*** Opening of Supplied data ***

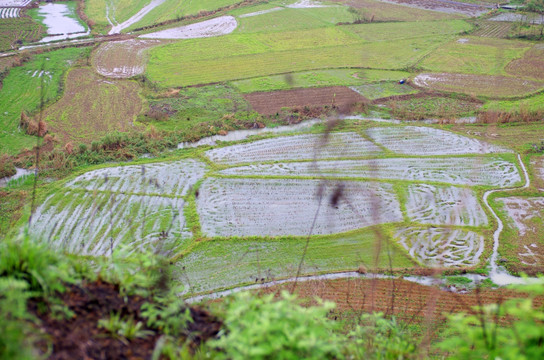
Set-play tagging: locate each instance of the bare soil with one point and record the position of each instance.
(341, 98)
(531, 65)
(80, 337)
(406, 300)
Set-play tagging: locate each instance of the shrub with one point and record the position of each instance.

*** Close of Supplied data ***
*** Opening of Supplied data ***

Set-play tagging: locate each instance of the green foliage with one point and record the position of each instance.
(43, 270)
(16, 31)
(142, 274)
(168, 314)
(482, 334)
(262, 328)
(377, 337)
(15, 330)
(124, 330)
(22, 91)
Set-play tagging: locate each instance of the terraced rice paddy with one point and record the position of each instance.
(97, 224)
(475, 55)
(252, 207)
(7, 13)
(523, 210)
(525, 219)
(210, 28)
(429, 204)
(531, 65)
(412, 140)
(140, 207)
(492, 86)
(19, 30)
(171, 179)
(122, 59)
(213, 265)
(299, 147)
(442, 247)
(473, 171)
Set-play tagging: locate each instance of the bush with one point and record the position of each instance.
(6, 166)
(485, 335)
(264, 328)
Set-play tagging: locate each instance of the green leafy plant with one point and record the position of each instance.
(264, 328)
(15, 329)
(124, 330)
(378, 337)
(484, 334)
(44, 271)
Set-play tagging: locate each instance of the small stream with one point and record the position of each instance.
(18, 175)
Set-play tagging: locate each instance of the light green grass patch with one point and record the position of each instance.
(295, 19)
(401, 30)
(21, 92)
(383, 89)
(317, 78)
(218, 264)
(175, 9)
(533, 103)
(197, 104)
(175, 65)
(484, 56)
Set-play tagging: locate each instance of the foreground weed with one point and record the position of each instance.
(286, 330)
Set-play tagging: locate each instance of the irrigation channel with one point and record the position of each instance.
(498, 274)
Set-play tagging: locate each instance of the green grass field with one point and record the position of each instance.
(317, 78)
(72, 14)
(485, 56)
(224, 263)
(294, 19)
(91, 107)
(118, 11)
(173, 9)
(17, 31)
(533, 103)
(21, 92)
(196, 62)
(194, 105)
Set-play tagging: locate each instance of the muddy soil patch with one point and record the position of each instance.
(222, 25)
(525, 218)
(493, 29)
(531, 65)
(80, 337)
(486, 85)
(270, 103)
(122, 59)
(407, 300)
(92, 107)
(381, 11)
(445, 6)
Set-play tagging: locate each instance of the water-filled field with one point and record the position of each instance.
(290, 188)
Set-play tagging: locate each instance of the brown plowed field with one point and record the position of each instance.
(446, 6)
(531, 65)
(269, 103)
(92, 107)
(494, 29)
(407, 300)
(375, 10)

*** Close of Supplied data ***
*** Opening of Supplied data ***

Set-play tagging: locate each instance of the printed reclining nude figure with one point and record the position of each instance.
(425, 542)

*** Close of Supplied data ***

The expected answer is an exact copy of the lines above, beginning at the line with "Set-play tagging: locate each instance of the bare" and ending at the line with "Set-play tagging: locate each instance of the shrub", with both ends in.

Output for this exercise:
Set-play tagging: locate each instance of the bare soil with one point and record the position of each instance.
(341, 98)
(531, 65)
(80, 337)
(406, 300)
Set-play tagging: locate each instance of the shrub with one point and record the position of each instance.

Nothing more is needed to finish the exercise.